_TO-DO LIST_
A – In the forum thread, why should the DepUsrSCTP::Checker singleton be static rather than thread_local static?
B – From the forum thread, output the passage starting with "No, false alarm, it" and going on through "thread (in Rust).".
*** PAGE EXTRACT
And OF COURSE a double free bug that just happens in Rust in CI in Ubuntu and not in MacOS, to make me spend yet another 2 extra days on this: https://github.com/versatica/mediasoup/actions/runs/8172985292/job/22344414084?pr=1353

jmillan commented 8 months ago

Are you making sure that threadA is not writing to a SendSctpDataStore at the when at the same time the uv main thread is reading it?

ibc commented 8 months ago

Are you making sure that threadA is not writing to a SendSctpDataStore at the when at the same time the uv main thread is reading it?

ClassDestroy() method should also use the mutex since it clears the storage map so every store is deallocated so it deletes all items in the items array. It maybe that.

ibc commented 8 months ago

Also take into account that this PR doesn't yet implement the thing about running the Checker in a separate thread.

ibc commented 8 months ago

Are you making sure that threadA is not writing to a SendSctpDataStore at the when at the same time the uv main thread is reading it?

ClassDestroy() method should also use the mutex since it clears the storage map so every store is deallocated so it deletes all items in the items array. It maybe that.

No, false alarm, it already calls const std::lock_guard<std::mutex> lock(GlobalSyncMutex);.

ibc commented 8 months ago

I've done many changes in https://github.com/versatica/mediasoup/pull/1353/commits/ca5f222e914cde25622de368ca927a9b3dbaf1a8:

  1. Move creation of DepUsrSCTP::Checker from Worker constructor/destructor to DepUsrSCTP::ClassInit() and DepUsrSCTP::ClassDestroy(). This comes with an issue (see Issue 2 in next comment).
  2. Make the DepUsrSCTP::Checker singleton be static rather than thread_local static. Why? Because there must be only one and not one per thread (in Rust).
******
*** SUPPLIED ENTRIES
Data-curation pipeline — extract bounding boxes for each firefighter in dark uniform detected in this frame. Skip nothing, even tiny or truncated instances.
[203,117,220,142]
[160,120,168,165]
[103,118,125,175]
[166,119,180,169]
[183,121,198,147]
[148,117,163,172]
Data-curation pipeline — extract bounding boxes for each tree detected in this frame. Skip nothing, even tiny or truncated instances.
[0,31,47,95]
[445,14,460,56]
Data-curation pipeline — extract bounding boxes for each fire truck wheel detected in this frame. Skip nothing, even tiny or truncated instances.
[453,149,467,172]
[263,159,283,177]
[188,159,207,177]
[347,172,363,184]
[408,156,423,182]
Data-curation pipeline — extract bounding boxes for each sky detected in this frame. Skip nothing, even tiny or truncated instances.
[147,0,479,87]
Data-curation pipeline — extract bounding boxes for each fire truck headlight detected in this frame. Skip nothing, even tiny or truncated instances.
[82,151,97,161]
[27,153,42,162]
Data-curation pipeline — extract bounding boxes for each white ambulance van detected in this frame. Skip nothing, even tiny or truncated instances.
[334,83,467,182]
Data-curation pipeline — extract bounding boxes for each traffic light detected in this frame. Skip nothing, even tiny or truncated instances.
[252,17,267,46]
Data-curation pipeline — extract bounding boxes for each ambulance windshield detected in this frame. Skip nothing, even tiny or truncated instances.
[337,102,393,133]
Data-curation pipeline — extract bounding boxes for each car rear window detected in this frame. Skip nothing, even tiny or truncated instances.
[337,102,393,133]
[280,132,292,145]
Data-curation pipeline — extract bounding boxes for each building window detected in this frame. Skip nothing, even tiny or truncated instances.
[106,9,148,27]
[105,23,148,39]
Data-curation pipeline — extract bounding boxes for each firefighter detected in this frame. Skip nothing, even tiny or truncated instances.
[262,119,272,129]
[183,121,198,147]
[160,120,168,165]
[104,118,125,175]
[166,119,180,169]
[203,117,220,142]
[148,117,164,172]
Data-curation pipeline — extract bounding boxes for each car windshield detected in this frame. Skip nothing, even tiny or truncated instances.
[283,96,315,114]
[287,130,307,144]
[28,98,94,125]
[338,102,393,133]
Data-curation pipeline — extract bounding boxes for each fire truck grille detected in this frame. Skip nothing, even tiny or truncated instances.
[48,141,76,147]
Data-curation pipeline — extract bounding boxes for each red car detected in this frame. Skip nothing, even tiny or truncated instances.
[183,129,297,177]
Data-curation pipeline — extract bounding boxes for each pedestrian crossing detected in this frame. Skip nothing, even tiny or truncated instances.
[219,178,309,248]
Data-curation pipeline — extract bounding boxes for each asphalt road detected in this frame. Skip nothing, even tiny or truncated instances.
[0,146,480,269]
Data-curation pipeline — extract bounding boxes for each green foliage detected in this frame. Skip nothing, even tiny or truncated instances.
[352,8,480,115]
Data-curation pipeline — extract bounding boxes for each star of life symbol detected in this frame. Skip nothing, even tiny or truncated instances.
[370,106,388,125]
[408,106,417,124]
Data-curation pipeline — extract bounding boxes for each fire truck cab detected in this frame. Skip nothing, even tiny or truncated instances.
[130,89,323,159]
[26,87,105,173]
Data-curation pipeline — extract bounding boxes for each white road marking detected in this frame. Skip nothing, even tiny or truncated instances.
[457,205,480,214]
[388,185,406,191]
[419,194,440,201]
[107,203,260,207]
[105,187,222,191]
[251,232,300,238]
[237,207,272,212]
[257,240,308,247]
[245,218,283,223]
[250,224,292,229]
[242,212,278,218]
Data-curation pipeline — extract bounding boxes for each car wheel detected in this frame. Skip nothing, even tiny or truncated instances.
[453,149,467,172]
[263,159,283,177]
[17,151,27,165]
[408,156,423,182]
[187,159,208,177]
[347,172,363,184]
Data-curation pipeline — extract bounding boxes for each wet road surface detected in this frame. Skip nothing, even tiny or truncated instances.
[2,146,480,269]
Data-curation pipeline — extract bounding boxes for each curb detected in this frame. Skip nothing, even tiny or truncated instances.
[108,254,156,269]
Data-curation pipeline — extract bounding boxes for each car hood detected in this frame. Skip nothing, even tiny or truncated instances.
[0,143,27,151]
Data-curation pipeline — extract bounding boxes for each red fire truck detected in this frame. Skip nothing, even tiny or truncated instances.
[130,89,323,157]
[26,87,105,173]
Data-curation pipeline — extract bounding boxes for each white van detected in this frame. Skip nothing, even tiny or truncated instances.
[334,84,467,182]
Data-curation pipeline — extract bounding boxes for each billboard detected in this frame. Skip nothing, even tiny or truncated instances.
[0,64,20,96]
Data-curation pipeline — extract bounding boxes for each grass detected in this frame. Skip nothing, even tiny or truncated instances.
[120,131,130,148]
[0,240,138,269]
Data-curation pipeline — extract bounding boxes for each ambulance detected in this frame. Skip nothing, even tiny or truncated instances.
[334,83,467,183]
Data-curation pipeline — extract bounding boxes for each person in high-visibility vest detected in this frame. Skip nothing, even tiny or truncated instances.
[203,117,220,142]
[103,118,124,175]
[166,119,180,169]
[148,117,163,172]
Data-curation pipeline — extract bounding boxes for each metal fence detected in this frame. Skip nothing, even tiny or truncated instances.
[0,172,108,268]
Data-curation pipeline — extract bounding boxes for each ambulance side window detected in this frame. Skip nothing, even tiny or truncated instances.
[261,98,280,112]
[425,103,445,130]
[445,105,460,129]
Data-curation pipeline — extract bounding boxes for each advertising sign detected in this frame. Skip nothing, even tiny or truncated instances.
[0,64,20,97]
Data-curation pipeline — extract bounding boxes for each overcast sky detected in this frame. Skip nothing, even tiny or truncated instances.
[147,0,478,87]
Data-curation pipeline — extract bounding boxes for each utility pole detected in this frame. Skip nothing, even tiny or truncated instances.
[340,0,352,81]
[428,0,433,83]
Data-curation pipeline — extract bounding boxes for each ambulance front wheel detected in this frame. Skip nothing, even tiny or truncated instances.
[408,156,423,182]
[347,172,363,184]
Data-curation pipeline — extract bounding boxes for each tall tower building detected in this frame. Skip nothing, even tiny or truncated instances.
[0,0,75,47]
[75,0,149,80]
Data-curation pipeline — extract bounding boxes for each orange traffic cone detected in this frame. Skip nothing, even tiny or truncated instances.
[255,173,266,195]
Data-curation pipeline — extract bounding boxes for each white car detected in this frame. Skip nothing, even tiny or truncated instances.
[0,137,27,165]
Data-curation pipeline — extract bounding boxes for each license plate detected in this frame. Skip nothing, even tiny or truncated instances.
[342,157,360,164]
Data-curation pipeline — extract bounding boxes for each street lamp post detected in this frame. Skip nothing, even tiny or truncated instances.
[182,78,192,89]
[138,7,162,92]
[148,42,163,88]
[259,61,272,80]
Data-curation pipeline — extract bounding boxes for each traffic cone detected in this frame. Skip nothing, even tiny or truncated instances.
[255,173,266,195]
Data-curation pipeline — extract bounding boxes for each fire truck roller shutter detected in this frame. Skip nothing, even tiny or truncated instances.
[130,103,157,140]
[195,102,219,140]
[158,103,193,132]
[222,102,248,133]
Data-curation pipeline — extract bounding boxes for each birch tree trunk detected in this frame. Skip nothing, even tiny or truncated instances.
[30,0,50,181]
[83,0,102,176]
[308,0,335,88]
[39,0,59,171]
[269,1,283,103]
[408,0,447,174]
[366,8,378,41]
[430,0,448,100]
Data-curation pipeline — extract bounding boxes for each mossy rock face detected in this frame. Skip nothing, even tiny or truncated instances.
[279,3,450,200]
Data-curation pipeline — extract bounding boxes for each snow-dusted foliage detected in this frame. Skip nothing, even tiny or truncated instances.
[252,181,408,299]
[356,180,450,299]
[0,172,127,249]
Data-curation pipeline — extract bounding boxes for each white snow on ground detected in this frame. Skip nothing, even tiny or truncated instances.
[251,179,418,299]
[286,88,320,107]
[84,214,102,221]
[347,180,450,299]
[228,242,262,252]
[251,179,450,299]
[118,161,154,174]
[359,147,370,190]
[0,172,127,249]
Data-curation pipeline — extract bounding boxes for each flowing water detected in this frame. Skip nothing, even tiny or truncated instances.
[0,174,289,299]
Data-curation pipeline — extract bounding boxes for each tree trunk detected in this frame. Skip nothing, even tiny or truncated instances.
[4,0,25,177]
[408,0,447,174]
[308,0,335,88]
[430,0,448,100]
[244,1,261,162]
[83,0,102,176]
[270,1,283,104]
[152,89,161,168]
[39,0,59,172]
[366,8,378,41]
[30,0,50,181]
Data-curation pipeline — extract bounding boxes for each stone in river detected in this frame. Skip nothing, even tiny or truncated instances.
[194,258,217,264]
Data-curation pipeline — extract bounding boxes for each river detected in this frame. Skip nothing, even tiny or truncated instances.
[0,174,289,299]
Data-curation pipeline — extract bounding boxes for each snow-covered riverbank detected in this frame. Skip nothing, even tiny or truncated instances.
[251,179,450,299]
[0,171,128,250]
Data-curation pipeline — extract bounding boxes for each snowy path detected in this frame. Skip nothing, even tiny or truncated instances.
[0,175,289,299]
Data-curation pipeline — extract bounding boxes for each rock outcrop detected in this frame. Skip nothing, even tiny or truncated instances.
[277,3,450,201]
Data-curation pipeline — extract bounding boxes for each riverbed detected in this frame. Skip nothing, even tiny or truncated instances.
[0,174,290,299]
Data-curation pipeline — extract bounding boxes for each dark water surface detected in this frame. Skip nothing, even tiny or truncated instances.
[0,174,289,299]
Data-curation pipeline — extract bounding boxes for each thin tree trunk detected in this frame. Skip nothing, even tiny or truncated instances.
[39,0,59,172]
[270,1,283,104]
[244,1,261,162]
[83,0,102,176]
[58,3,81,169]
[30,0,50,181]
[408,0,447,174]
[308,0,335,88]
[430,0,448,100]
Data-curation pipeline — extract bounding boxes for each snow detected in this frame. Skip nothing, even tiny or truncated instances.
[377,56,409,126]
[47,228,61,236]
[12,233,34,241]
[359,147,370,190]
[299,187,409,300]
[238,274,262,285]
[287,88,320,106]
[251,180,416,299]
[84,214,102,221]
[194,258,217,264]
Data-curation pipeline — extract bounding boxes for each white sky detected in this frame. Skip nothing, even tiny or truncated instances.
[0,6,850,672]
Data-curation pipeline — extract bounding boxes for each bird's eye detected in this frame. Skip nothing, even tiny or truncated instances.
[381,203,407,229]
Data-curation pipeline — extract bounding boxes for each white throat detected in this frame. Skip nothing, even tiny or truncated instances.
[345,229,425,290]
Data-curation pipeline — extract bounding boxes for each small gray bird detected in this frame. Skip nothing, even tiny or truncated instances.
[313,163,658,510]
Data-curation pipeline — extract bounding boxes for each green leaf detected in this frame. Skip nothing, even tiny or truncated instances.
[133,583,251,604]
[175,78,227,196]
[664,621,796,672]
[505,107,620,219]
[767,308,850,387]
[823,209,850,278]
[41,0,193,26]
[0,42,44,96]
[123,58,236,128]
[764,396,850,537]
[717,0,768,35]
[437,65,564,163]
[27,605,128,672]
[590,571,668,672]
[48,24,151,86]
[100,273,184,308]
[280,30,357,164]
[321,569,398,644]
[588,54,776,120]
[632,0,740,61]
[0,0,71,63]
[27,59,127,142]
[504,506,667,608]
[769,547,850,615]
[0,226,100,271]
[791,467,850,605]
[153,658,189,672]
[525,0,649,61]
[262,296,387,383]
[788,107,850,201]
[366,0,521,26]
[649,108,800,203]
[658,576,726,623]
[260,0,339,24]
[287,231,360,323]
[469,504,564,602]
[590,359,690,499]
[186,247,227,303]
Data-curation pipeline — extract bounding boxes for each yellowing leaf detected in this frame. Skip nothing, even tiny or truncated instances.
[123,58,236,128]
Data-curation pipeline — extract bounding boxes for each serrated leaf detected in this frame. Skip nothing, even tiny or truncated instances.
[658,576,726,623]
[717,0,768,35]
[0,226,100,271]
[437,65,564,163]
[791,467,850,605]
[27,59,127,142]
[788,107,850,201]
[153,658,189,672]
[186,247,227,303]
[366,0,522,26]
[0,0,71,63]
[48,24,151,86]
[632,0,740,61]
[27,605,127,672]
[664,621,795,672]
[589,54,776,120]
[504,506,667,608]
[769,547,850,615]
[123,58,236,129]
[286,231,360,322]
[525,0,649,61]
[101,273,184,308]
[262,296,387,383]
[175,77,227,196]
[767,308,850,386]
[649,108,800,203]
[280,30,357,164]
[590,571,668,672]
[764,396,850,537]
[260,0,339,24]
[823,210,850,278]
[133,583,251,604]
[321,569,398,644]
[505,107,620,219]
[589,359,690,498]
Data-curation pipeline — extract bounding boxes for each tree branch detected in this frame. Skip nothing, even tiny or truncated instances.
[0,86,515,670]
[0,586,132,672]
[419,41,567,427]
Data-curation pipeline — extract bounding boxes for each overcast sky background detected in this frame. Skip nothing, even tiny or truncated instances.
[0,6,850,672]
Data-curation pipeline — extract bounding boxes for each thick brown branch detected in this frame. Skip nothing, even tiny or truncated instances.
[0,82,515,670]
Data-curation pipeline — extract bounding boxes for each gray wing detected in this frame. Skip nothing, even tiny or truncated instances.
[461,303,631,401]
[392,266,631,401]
******
_RESULTS FOR THE EXERCISE_
A – Because there must be only one, not one per thread (in Rust).

B –
No, false alarm, it already calls const std::lock_guard<std::mutex> lock(GlobalSyncMutex);.

ibc commented 8 months ago

I've done many changes in https://github.com/versatica/mediasoup/pull/1353/commits/ca5f222e914cde25622de368ca927a9b3dbaf1a8:

  1. Move creation of DepUsrSCTP::Checker from Worker constructor/destructor to DepUsrSCTP::ClassInit() and DepUsrSCTP::ClassDestroy(). This comes with an issue (see Issue 2 in next comment).
  2. Make the DepUsrSCTP::Checker singleton be static rather than thread_local static. Why? Because there must be only one and not one per thread (in Rust).